* Exercise requirements
Please switch every "thickest part" in the data below to "widest part" and give the data again, with nothing else changed.

— BEGIN —

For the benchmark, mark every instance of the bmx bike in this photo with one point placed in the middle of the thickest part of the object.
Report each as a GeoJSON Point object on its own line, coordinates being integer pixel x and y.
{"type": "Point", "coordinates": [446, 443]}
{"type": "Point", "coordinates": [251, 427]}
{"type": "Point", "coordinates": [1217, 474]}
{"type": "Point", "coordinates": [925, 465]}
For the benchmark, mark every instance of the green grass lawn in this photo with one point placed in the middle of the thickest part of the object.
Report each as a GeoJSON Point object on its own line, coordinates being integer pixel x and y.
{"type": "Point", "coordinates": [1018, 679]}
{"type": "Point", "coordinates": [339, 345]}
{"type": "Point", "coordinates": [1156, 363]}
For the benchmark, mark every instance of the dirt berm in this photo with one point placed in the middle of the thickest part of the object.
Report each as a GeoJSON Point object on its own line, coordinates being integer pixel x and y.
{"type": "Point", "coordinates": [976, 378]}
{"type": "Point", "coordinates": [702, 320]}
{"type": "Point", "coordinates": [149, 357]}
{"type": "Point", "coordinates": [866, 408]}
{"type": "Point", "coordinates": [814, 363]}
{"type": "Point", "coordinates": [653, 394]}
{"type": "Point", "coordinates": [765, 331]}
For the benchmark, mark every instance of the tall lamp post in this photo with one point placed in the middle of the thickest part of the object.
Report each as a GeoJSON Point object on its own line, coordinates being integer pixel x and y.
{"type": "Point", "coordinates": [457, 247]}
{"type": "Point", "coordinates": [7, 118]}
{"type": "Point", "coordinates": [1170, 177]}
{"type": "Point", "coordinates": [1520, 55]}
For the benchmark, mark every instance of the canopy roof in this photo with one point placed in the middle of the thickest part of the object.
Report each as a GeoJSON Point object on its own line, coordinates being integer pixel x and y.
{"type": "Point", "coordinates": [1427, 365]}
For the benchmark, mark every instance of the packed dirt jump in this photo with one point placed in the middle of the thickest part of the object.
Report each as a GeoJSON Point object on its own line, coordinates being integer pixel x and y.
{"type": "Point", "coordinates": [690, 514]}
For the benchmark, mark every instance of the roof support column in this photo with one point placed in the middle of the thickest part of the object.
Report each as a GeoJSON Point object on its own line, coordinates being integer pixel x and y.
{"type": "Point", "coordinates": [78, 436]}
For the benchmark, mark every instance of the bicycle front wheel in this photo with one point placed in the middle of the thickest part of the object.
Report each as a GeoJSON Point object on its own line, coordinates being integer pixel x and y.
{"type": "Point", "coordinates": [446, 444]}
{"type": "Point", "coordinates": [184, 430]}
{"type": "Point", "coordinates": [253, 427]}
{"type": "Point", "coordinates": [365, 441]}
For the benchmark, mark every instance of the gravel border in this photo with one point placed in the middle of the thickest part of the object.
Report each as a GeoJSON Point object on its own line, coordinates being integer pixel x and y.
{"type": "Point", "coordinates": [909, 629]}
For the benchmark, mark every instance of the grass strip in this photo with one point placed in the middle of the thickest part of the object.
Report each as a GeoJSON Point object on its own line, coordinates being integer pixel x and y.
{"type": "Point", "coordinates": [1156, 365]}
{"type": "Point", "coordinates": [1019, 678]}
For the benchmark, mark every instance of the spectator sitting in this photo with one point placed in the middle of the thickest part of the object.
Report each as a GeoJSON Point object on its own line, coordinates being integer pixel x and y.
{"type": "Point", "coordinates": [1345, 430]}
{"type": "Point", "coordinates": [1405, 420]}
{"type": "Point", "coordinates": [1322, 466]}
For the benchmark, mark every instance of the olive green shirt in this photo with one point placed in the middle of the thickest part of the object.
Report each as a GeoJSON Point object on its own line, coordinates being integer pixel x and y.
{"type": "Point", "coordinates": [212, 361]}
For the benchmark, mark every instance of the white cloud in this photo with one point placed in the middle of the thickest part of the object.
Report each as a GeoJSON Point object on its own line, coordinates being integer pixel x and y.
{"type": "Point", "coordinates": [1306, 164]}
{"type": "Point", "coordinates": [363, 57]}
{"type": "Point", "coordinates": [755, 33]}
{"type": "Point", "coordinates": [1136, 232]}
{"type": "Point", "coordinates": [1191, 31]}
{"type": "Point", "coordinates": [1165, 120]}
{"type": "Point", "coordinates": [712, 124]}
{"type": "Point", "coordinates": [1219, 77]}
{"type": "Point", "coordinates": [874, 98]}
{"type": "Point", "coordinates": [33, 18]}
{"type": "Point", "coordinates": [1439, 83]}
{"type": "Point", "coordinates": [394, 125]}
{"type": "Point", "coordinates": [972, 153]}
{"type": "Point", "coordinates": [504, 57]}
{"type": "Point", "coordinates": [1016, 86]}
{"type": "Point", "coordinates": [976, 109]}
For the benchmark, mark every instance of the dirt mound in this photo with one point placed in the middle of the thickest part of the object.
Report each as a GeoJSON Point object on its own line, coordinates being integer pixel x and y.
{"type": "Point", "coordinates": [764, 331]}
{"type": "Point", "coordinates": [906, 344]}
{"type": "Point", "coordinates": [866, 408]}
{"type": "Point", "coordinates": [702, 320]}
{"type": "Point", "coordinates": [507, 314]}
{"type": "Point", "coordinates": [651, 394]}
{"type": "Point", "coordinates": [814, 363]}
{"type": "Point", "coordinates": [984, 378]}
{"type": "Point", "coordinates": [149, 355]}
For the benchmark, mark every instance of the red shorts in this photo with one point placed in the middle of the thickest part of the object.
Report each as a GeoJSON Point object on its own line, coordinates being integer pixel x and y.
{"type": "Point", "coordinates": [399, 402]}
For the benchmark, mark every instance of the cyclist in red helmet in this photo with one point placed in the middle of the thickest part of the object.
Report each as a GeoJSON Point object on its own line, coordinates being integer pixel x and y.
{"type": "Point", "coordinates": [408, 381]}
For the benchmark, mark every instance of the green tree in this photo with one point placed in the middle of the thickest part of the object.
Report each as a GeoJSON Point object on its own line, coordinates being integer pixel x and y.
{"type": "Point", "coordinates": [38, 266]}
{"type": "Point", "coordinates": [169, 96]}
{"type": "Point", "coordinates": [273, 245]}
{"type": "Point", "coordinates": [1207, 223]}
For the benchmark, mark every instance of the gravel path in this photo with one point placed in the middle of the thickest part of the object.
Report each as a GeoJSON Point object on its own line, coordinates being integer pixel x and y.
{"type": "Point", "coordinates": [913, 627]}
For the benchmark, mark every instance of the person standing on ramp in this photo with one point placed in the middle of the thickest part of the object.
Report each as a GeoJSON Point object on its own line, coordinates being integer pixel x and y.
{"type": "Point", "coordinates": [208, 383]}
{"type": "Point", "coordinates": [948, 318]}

— END —

* Answer for the task
For the benchmark, mark every instance of the bmx bike in this photo with one point placed in the middle of the widest part of the object.
Report each as a GeoJSON Point object on its own line, coordinates being integer pixel x and y.
{"type": "Point", "coordinates": [446, 443]}
{"type": "Point", "coordinates": [251, 427]}
{"type": "Point", "coordinates": [1217, 474]}
{"type": "Point", "coordinates": [925, 465]}
For the benchmark, mark every instance of the green grass lawn in this photo with one point placed in the middle of the widest part of the object.
Report each as a GeoJSON Point object on its own line, coordinates being integer pixel x and y.
{"type": "Point", "coordinates": [1018, 679]}
{"type": "Point", "coordinates": [339, 345]}
{"type": "Point", "coordinates": [1156, 363]}
For the benchmark, mark every instance of the dirt berm in this photo with one point placed in the middle of the widest part of the object.
Report each as a GeoJSON Point object on its own line, coordinates being integer pixel x and y.
{"type": "Point", "coordinates": [976, 378]}
{"type": "Point", "coordinates": [702, 320]}
{"type": "Point", "coordinates": [149, 357]}
{"type": "Point", "coordinates": [866, 408]}
{"type": "Point", "coordinates": [814, 363]}
{"type": "Point", "coordinates": [653, 394]}
{"type": "Point", "coordinates": [765, 331]}
For the benchmark, mark every instance of the tall lamp post in this photo with one point placed in the middle of the widest part of the object.
Report each as a GeoJSON Point object on its own line, coordinates being integer pixel x and y.
{"type": "Point", "coordinates": [457, 247]}
{"type": "Point", "coordinates": [7, 118]}
{"type": "Point", "coordinates": [1170, 177]}
{"type": "Point", "coordinates": [1520, 55]}
For the benchmark, mark every instance of the canopy roof in this photo with one point placed in the middle of the widest part of the object.
Report each as a GeoJSON Point object on its own line, coordinates being integer pixel x and y.
{"type": "Point", "coordinates": [1427, 365]}
For the benchmark, mark every instance of the packed dirt jump in this photo with one point placed in the middle of the widest part of the object.
Report each as a GeoJSON Point object on its own line, coordinates being integer pixel x and y.
{"type": "Point", "coordinates": [690, 514]}
For the benchmark, mark every instance of the roof support column in this photo with one point placed in the middle of the widest part of the object.
Report each as a GeoJSON Point object on its own line, coordinates being integer pixel x and y.
{"type": "Point", "coordinates": [78, 436]}
For the benchmark, mark every instance of the bicycle front wheel in this photo with one point placed in the middle of the widest part of the object.
Report each as a GeoJSON Point object on its own line, coordinates being integer pixel x and y.
{"type": "Point", "coordinates": [446, 444]}
{"type": "Point", "coordinates": [184, 430]}
{"type": "Point", "coordinates": [253, 427]}
{"type": "Point", "coordinates": [365, 441]}
For the benchmark, mark every instance of the gravel border in this photo with one point placed in the middle of the widest part of the object.
Report each as a GeoJSON Point object on its own line, coordinates being integer pixel x and y.
{"type": "Point", "coordinates": [909, 629]}
For the benchmark, mark every instance of the grass strip in this photo with one point placed in the middle of the widest part of the object.
Report each as a GeoJSON Point object on its own line, coordinates being integer pixel x and y.
{"type": "Point", "coordinates": [1156, 365]}
{"type": "Point", "coordinates": [1019, 678]}
For the benchmark, mark every instance of the spectator sitting in this photo with one point placed in the middle of the widest part of the object.
Report each as a GeoJSON Point object on its own line, coordinates being integer pixel x and y.
{"type": "Point", "coordinates": [1345, 430]}
{"type": "Point", "coordinates": [1405, 420]}
{"type": "Point", "coordinates": [1322, 466]}
For the benchmark, mark every instance of the olive green shirt in this photo with one point placed in the middle of the widest part of the object.
Report each as a GeoJSON Point object on its own line, coordinates being integer pixel x and y.
{"type": "Point", "coordinates": [212, 361]}
For the benchmark, mark every instance of the white cloud in this photo with one point placed in the middle of the widest part of the object.
Report each as a GeoJSON Point object on its own line, coordinates being integer pixel x and y.
{"type": "Point", "coordinates": [1306, 164]}
{"type": "Point", "coordinates": [363, 57]}
{"type": "Point", "coordinates": [755, 33]}
{"type": "Point", "coordinates": [1136, 232]}
{"type": "Point", "coordinates": [1191, 31]}
{"type": "Point", "coordinates": [1165, 120]}
{"type": "Point", "coordinates": [712, 124]}
{"type": "Point", "coordinates": [1219, 77]}
{"type": "Point", "coordinates": [874, 98]}
{"type": "Point", "coordinates": [33, 18]}
{"type": "Point", "coordinates": [1439, 83]}
{"type": "Point", "coordinates": [394, 125]}
{"type": "Point", "coordinates": [972, 153]}
{"type": "Point", "coordinates": [504, 57]}
{"type": "Point", "coordinates": [1016, 86]}
{"type": "Point", "coordinates": [976, 109]}
For the benchmark, mark every instance of the dirt mound in this photo with one point placed in the middle of the widest part of the object.
Report each as a GeoJSON Point object on its own line, coordinates being integer pixel x and y.
{"type": "Point", "coordinates": [764, 331]}
{"type": "Point", "coordinates": [906, 344]}
{"type": "Point", "coordinates": [866, 408]}
{"type": "Point", "coordinates": [702, 320]}
{"type": "Point", "coordinates": [507, 314]}
{"type": "Point", "coordinates": [651, 394]}
{"type": "Point", "coordinates": [814, 363]}
{"type": "Point", "coordinates": [984, 378]}
{"type": "Point", "coordinates": [149, 355]}
For the benchmark, mark every instance of the red shorts in this photo with one point placed in the middle of the widest part of the object.
Report each as a GeoJSON Point object on its own line, coordinates being integer pixel x and y.
{"type": "Point", "coordinates": [399, 402]}
For the benchmark, mark every instance of the cyclist in red helmet in this photo with one point placed in the middle of the widest part of the object.
Report each as a GeoJSON Point object on its own line, coordinates being integer pixel x and y.
{"type": "Point", "coordinates": [408, 381]}
For the benchmark, mark every instance of the green tree in this photo with one point placed in the middle of the widest part of the object.
Report each as a GeoJSON Point object on its own line, coordinates being integer pixel x and y.
{"type": "Point", "coordinates": [38, 266]}
{"type": "Point", "coordinates": [169, 96]}
{"type": "Point", "coordinates": [273, 245]}
{"type": "Point", "coordinates": [1207, 223]}
For the benchmark, mark every instance of the gravel path in this photo with one point placed in the middle of the widest part of the object.
Report each as a GeoJSON Point object on its own line, coordinates being integer pixel x and y.
{"type": "Point", "coordinates": [913, 627]}
For the benchmark, mark every instance of the person standing on ramp in this photo with one point placed in the middle of the widest part of the object.
Report each as a GeoJSON Point object on its own line, coordinates being integer pixel x and y.
{"type": "Point", "coordinates": [208, 383]}
{"type": "Point", "coordinates": [948, 318]}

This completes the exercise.